[start DATA LINES]

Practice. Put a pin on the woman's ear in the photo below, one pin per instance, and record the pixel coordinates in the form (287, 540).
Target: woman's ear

[end DATA LINES]
[start DATA LINES]

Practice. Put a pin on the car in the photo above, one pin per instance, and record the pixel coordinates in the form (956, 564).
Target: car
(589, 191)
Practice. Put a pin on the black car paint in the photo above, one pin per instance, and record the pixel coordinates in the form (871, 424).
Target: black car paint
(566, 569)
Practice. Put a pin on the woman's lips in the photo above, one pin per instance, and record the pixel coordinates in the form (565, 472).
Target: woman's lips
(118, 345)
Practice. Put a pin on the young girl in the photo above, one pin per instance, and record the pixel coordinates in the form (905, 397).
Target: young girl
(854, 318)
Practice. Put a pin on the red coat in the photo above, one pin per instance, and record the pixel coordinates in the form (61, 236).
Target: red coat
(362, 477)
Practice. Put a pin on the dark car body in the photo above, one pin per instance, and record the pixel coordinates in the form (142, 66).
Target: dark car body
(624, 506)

[end DATA LINES]
[start DATA LINES]

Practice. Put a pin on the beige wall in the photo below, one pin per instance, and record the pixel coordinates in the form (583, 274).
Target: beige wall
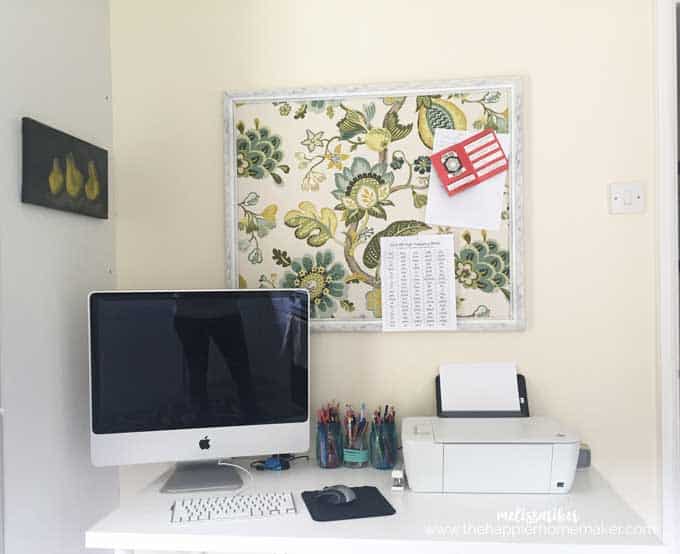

[end DATA LINES]

**AIM**: Rewrite the lines as a numbered list, beginning with the line that contains "Practice. Put a pin on the woman's ear" and ending with the line that contains "Target: woman's ear". Leave out any blank lines.

**THE REPLY**:
1. Practice. Put a pin on the woman's ear in the photo below, one pin per instance, and record the pixel coordinates in the form (287, 540).
2. Target: woman's ear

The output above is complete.